= Given text =
Stocks trading on the S&P 500 are priced in U.S. dollars, just like gold and oil. When the dollar is increasing in value, it takes fewer U.S. dollars to buy these assets… so their prices tend to fall.

Below is a comparison chart of the S&P 500 and the U.S. Dollar Index for the past 30 years. The gray highlighted areas show the times when the dollar and the S&P 500 were moving in opposite directions from one another.


There are also times when the S&P 500 and the U.S. dollar both move up together. These are usually times of economic recovery… when everything is going right for the United States. When all cylinders are firing in the U.S. economy, it has no peers. At such times, the world wants our dollars and our assets. The chart below highlights these times over the past 30 years…


As these first two charts show, both situations are fairly common. We have frequently seen stocks moving opposite the dollar. And it's just as typical to see both of them moving up together.

What's extremely uncommon, however, is to see both the S&P 500 and the U.S. dollar moving down together. That has only happened a handful of times over the last 30 years… as shown in the gray highlighted areas of the chart below.

= Your instructions =
In the passage on stocks and the dollar, swap "economic recovery" for "economic expansion" and write out the stretch from "There are also" through "moving up together.".

= Extracted data =

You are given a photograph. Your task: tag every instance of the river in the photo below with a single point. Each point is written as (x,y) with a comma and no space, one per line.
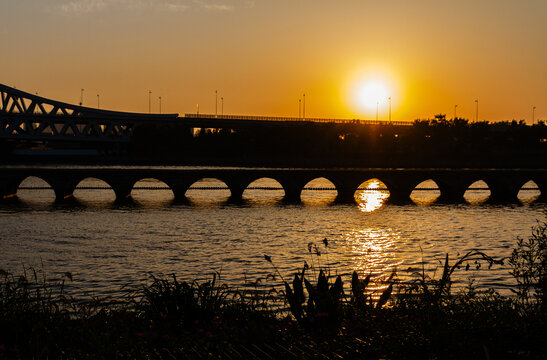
(109,247)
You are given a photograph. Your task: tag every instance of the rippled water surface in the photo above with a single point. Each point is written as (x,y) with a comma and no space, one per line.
(107,246)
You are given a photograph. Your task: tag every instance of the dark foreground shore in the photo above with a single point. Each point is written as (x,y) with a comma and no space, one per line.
(309,315)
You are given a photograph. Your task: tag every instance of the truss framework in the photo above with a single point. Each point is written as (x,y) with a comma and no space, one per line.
(30,117)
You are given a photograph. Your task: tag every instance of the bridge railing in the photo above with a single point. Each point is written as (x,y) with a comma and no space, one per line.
(293,119)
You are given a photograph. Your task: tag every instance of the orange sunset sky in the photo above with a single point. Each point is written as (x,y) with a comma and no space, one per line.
(262,55)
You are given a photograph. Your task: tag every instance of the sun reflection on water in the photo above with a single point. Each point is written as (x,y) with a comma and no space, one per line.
(372,197)
(374,252)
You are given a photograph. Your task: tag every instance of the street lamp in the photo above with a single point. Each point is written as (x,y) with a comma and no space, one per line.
(389,98)
(303,106)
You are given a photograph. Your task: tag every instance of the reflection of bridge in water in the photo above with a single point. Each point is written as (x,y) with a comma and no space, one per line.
(504,184)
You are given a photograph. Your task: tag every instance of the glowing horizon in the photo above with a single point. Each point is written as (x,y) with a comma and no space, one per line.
(262,57)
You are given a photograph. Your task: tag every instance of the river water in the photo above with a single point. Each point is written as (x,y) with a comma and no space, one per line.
(109,247)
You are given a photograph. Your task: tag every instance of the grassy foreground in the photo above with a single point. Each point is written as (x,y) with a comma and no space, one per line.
(314,316)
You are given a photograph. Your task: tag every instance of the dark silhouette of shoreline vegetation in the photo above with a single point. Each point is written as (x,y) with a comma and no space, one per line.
(313,315)
(437,142)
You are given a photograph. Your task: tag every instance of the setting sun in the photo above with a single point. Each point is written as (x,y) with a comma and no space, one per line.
(371,94)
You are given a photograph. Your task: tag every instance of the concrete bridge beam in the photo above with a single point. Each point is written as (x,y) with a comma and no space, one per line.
(452,191)
(400,187)
(63,186)
(293,189)
(346,187)
(504,189)
(122,188)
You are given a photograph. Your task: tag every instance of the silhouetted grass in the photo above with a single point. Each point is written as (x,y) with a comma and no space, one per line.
(313,316)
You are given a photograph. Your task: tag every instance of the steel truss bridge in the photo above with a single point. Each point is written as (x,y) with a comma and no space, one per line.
(24,116)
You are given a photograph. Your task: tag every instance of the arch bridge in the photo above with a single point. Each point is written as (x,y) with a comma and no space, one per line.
(504,184)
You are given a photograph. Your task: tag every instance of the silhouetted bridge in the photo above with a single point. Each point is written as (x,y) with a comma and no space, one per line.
(504,184)
(25,116)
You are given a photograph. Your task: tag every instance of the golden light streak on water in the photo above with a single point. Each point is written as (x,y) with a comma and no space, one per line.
(373,197)
(374,252)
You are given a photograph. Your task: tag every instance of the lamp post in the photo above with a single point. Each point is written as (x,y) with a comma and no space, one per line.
(389,98)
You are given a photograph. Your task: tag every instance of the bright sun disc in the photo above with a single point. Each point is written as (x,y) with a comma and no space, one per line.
(371,93)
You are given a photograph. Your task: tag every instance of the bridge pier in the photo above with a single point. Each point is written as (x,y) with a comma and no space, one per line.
(8,187)
(122,188)
(542,186)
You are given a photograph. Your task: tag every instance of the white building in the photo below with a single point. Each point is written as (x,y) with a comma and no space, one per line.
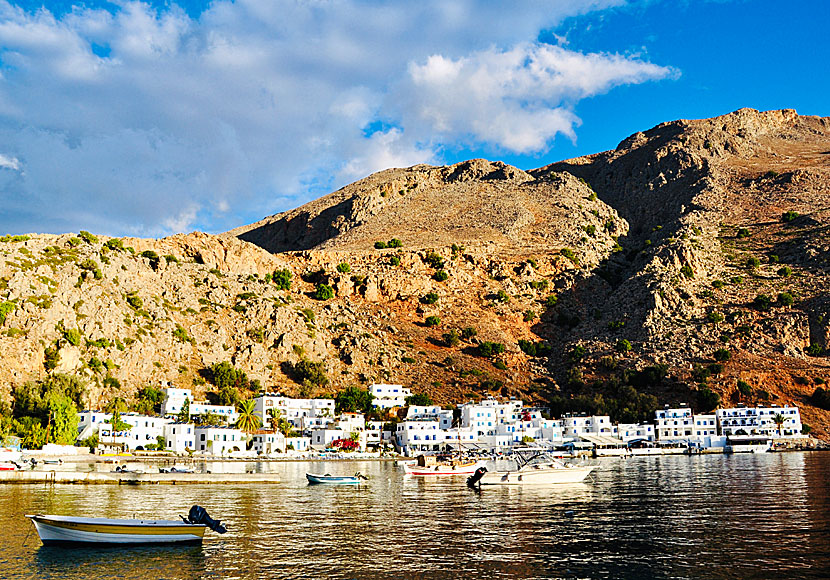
(293,410)
(220,440)
(174,399)
(389,396)
(144,430)
(180,437)
(742,420)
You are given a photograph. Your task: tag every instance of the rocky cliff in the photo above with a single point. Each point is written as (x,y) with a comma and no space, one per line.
(660,252)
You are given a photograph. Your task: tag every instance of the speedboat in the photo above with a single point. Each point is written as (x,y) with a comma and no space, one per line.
(538,470)
(336,479)
(57,530)
(427,465)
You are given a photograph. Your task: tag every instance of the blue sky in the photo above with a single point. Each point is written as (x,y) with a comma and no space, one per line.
(147,119)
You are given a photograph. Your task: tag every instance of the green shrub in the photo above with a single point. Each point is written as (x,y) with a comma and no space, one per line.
(488,349)
(785,299)
(323,292)
(569,253)
(115,244)
(722,355)
(762,302)
(434,260)
(429,298)
(282,279)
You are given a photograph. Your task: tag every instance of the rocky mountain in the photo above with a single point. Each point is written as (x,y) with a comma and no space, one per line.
(691,259)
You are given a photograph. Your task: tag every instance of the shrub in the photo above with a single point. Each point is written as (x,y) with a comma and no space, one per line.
(429,298)
(87,237)
(282,279)
(323,292)
(488,349)
(722,355)
(468,332)
(744,388)
(762,302)
(451,338)
(569,253)
(434,260)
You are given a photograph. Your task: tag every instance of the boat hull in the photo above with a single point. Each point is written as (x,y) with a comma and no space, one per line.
(61,530)
(535,476)
(464,469)
(332,479)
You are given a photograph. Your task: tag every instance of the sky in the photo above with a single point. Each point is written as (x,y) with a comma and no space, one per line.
(154,118)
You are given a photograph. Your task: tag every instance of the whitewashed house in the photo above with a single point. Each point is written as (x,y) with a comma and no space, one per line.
(389,396)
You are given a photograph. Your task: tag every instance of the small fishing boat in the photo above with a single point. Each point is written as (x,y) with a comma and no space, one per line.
(540,469)
(428,465)
(58,530)
(335,479)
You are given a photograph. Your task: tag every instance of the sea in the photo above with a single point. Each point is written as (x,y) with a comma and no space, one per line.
(708,516)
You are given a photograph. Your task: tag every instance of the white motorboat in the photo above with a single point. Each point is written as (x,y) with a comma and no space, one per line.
(57,530)
(538,470)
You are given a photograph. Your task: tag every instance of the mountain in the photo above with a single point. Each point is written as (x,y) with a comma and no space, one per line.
(632,269)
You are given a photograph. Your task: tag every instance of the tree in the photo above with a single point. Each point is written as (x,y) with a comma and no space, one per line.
(248,421)
(353,399)
(778,419)
(419,399)
(184,412)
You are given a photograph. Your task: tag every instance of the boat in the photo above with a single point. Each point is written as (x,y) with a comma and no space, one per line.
(60,530)
(540,469)
(335,479)
(430,465)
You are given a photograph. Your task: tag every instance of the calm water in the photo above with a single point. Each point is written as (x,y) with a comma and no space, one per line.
(748,516)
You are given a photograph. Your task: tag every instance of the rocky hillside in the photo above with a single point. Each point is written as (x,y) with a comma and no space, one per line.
(633,268)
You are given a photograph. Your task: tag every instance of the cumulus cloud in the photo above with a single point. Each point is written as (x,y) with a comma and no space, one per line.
(140,121)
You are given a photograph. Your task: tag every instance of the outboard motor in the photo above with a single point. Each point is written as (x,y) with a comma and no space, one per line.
(199,515)
(476,477)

= Response to the task =
There are also times when the S&P 500 and the U.S. dollar both move up together. These are usually times of economic expansion… when everything is going right for the United States. When all cylinders are firing in the U.S. economy, it has no peers. At such times, the world wants our dollars and our assets. The chart below highlights these times over the past 30 years…


As these first two charts show, both situations are fairly common. We have frequently seen stocks moving opposite the dollar. And it's just as typical to see both of them moving up together.